__Sunulan Metin__
★ ★ ★ ★ ★
Saadet Partisi Gençlik Kolları Başkanı Akyüz: Türkiye'deki en gerici parti AK Parti
24 Haziran seçimleri yaklaşırken sosyal medyada yankı getiren paylaşımlar yapan Saadet Partisi Gençlik Kolları Başkanı Salih Akyüz, çalışmalarını anlattı. Saadet Partisi'nin CHP ile ittifak kurmasını "Erbakan'ın kemikleri sızladı" diye eleştirenlere yanıt veren Akyüz, " Bir kemikleriyle ilgilenen insanlar var bir de fikirleriyle ilgilenen insanlar. Fikirlerle ilgilenmenin daha insana ait olduğu kanaatindeyim" diyor.
★ ★ ★ ★ ★
__Sıralanan Kayıtlar__
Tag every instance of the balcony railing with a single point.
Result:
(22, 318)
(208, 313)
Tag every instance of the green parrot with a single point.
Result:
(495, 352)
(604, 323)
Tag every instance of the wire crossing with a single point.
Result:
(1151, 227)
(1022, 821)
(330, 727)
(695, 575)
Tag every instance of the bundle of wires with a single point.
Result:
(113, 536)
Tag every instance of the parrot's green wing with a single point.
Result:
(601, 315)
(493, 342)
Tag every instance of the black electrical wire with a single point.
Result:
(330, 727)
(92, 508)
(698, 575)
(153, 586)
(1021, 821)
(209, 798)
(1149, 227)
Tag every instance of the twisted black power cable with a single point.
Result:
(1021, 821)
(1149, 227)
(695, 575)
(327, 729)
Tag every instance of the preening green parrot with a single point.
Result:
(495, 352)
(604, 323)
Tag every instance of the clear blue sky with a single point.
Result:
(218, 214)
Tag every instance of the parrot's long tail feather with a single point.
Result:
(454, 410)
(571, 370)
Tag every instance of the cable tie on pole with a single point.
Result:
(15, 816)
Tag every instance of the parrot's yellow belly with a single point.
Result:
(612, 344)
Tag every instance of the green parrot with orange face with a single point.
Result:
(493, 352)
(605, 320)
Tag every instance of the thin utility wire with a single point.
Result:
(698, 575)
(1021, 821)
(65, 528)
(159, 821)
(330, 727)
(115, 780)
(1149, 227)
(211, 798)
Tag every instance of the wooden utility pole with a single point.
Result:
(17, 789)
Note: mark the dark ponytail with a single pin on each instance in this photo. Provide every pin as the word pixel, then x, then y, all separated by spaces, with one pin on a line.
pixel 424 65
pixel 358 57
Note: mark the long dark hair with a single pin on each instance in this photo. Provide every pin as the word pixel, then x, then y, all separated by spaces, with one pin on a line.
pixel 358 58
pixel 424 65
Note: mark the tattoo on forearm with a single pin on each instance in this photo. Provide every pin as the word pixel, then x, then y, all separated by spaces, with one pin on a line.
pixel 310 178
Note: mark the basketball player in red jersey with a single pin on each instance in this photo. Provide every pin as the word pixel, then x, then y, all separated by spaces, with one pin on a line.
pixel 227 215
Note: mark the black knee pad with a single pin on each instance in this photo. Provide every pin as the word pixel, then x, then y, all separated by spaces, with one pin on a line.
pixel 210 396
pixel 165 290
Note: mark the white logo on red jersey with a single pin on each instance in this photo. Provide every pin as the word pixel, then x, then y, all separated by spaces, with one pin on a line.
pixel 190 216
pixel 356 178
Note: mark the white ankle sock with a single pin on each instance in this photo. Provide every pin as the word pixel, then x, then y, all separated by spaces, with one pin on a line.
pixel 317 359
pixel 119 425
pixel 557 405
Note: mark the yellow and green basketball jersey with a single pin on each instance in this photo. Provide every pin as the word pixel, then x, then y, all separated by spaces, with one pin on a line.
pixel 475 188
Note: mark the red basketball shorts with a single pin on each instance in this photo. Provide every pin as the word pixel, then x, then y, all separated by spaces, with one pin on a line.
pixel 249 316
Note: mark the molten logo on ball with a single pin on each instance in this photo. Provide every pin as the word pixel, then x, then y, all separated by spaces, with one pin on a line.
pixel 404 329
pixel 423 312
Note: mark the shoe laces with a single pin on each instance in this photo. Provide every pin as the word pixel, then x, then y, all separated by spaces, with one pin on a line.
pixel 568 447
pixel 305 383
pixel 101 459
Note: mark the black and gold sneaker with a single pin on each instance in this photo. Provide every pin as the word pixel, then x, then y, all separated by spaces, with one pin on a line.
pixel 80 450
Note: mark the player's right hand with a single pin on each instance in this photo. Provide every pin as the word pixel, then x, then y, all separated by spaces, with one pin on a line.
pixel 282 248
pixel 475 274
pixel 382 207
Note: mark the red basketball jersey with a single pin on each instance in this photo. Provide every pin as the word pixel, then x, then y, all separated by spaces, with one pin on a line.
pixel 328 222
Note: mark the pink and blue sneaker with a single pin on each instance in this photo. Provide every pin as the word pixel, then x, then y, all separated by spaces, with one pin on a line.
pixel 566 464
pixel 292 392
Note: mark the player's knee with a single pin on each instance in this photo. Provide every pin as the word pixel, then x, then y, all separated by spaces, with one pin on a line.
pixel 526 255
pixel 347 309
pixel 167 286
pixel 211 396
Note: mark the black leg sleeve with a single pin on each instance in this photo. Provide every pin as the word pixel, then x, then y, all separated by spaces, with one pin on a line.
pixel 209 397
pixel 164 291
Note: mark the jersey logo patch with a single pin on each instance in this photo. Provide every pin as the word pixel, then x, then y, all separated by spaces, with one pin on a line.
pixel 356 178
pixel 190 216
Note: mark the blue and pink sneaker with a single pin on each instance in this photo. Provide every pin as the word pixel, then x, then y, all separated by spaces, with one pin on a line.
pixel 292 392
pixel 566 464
★ ★ ★ ★ ★
__Görev__
Saadet Partisi Gençlik Kolları Başkanı Salih Akyüz hakkındaki sunulan metne, son cümlenin ardından devam et.

__Beklenen Yanıt__
ANKARA - 24 Haziran seçimleri öncesinde siyasi partilerin her kademesinde çalışmalar yoğun şekilde devam ediyor. Saadet Partisi'nin Gençlik Kolları da özellikle sosyal medya aracılığıyla yaptığı paylaşımlarla gündem oluyor. Che Guevera'nın "Hasta la victoria siempre commandante" yani "Zafere kadar daima" sözüyle Temel Karamollaoğlu'nun fotoğrafını paylaşan Gençlik Kolları seçimlerden umutlu. Saadet Partisi Gençlik Kolları Başkanı Salih Akyüz ile gençlerin sorunlarından sosyal medyada ilgi gören paylaşımlarına kadar birçok konuyu konuştuk.
Saadet Partisi Gençlik Kolları hangi şartlarda seçime hazırlanıyor?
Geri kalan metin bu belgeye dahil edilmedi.